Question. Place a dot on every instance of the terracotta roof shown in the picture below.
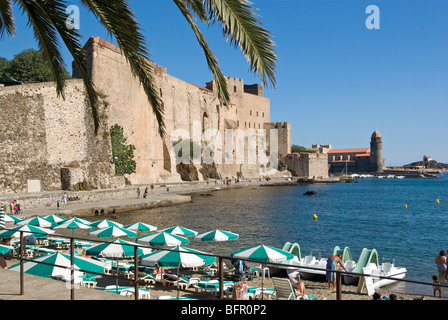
(359, 150)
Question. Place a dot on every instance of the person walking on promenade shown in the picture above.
(333, 263)
(64, 200)
(441, 263)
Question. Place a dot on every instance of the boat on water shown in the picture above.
(368, 264)
(311, 267)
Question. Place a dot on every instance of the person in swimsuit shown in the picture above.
(441, 266)
(333, 263)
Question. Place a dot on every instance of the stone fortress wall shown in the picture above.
(185, 105)
(48, 143)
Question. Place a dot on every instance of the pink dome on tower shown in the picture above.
(376, 134)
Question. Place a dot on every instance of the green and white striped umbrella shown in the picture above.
(2, 217)
(73, 224)
(140, 227)
(116, 249)
(111, 232)
(63, 266)
(163, 239)
(105, 223)
(88, 222)
(181, 257)
(263, 253)
(5, 249)
(37, 222)
(54, 218)
(216, 235)
(11, 218)
(181, 231)
(27, 230)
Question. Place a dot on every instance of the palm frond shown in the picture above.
(221, 82)
(57, 16)
(197, 7)
(117, 17)
(46, 36)
(242, 27)
(6, 19)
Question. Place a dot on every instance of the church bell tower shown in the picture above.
(376, 153)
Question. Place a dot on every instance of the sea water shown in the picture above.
(369, 213)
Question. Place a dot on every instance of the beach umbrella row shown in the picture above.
(113, 231)
(179, 257)
(60, 266)
(181, 231)
(5, 249)
(216, 235)
(116, 249)
(2, 217)
(140, 227)
(263, 253)
(27, 230)
(163, 239)
(37, 222)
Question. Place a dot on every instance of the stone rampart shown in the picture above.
(41, 134)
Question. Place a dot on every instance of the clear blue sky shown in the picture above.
(337, 81)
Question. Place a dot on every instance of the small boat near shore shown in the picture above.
(311, 267)
(368, 264)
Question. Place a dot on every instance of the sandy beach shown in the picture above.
(317, 289)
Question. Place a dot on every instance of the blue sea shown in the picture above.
(369, 213)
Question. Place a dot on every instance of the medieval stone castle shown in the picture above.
(48, 143)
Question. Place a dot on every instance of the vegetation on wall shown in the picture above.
(122, 153)
(297, 149)
(28, 66)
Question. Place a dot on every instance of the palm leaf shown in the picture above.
(241, 26)
(58, 17)
(117, 17)
(6, 19)
(221, 83)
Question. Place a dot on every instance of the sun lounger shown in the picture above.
(283, 289)
(180, 281)
(212, 286)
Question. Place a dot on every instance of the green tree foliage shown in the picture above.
(238, 19)
(28, 66)
(4, 67)
(297, 149)
(122, 153)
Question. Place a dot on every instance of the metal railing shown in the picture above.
(220, 259)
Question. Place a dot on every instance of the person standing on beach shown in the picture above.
(441, 262)
(333, 263)
(64, 200)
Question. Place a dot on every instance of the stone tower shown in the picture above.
(376, 152)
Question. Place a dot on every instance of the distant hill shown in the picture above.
(432, 164)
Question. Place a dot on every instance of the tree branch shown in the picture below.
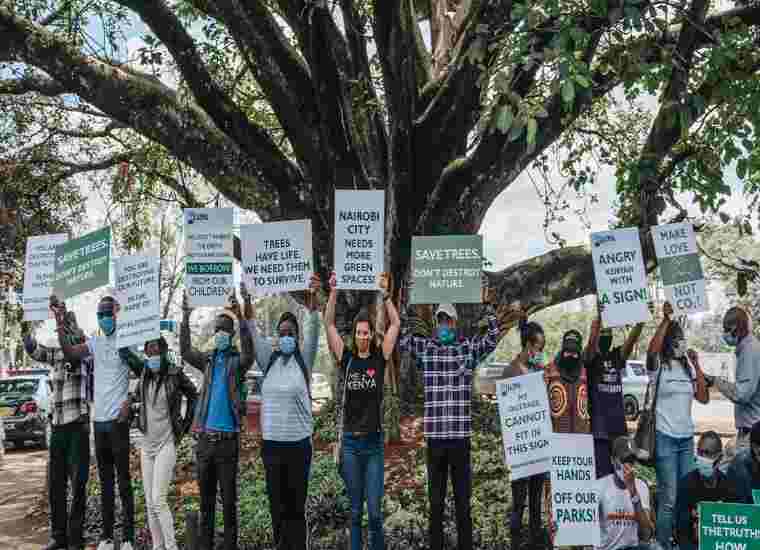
(153, 110)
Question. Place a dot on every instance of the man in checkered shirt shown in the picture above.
(69, 450)
(448, 363)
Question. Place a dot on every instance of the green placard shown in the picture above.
(222, 268)
(680, 269)
(728, 526)
(447, 269)
(83, 264)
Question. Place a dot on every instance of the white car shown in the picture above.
(635, 381)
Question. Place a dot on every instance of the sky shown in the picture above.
(512, 228)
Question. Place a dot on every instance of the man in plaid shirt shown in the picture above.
(448, 364)
(69, 450)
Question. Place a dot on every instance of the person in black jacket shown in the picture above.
(160, 391)
(704, 484)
##########
_WHAT IS NEEDED_
Please transcribe the material above exactly as written. Leave the pictures out.

_SOLUTION FOR THIS EXERCISE_
Question. Place a dot on every instance of the terracotta roof shown in the picture below.
(359, 150)
Question. Place a dot on every instance of the person walking on promenade shown in the picture above.
(333, 263)
(64, 200)
(441, 263)
Question. Place a dot on every instance of the boat on water shown in the picture above.
(368, 264)
(311, 267)
Question. Place a dot on every instance of the person in swimsuit shown in the picture above.
(441, 266)
(333, 263)
Question. Place a dot on every instance of the stone fortress wall shown in the picture above.
(185, 105)
(48, 143)
Question. Place a dot on every instance of the pink dome on tower shown in the picture above.
(376, 134)
Question. Place a dot on every instance of the green and white striped umbrella shown in the picture above.
(2, 217)
(73, 224)
(140, 227)
(116, 249)
(111, 232)
(63, 266)
(163, 239)
(105, 223)
(88, 222)
(181, 257)
(263, 253)
(5, 249)
(37, 222)
(54, 218)
(216, 235)
(11, 218)
(181, 231)
(27, 230)
Question. Place a dot on every instance of the palm frond shown in the picture above.
(221, 82)
(57, 16)
(197, 7)
(117, 17)
(46, 36)
(242, 27)
(6, 19)
Question. Place a dot on every instance of the church bell tower shown in the picture above.
(376, 153)
Question. Place a dot on every instance of the sea water shown in the picture above.
(369, 213)
Question. Place a dot on every instance of the beach umbrella row shown in the picture above.
(113, 231)
(179, 257)
(60, 266)
(181, 231)
(5, 249)
(216, 235)
(116, 249)
(2, 217)
(140, 227)
(263, 253)
(27, 230)
(163, 239)
(37, 222)
Question. Place a dot on every instance of the stone rampart shown in the picture above.
(41, 134)
Question. Place a dot on every instance of the clear blue sky shown in the picture above.
(337, 81)
Question. Place a dot on every instance of the small boat near shore shown in the picture above.
(311, 267)
(368, 264)
Question. Place a dot on every instance of the sandy beach shown in the picture above.
(317, 289)
Question. Place a dot on every instance of the blue sea shown in the picture above.
(369, 213)
Question. Place a dot on every instance of the medieval stone castle shown in the picture above.
(48, 143)
Question. Place a dot on every instance of the vegetation on wall shown in the picture above.
(122, 153)
(297, 149)
(28, 66)
Question. Place a dot on every instance of the palm leaf shown in the picture above.
(241, 26)
(58, 17)
(117, 17)
(6, 19)
(221, 83)
Question. Place a dot on every instance of the sun lounger shown in the picture above.
(283, 289)
(180, 281)
(212, 286)
Question. Place a dot on every instance of the green tree foliage shown in the picture above.
(238, 19)
(28, 66)
(4, 67)
(297, 149)
(122, 153)
Question. Place a dot on every instance of the metal railing shown in the picture above.
(220, 259)
Question. Place a dot on every instance of the person standing on beach shown in the picture above.
(441, 262)
(333, 263)
(64, 200)
Question. Place a dot on every instance of the stone tower shown in the picture above.
(376, 152)
Question. Place a dot on every instance of the distant hill shown in the picture above.
(432, 164)
Question. Place a dot on every instance of the tree branch shown in the picture below.
(153, 110)
Question. Place a dot on every instance of the man in checkered shirt shown in the picture above.
(69, 450)
(448, 363)
Question. Place a dot on every instance of the green placard shown in the picture above.
(222, 268)
(680, 269)
(728, 526)
(447, 269)
(83, 264)
Question. Place a dot on every instance of the white car shown in the picture above.
(635, 381)
Question. Place a dot on every instance of the sky shown in the picture above.
(512, 228)
Question. Place a dot on every instance of the man in plaid shirt shown in the picture above.
(448, 364)
(69, 450)
Question. Place a dot on every instance of the person in black jacket shown in the picture above.
(160, 391)
(704, 484)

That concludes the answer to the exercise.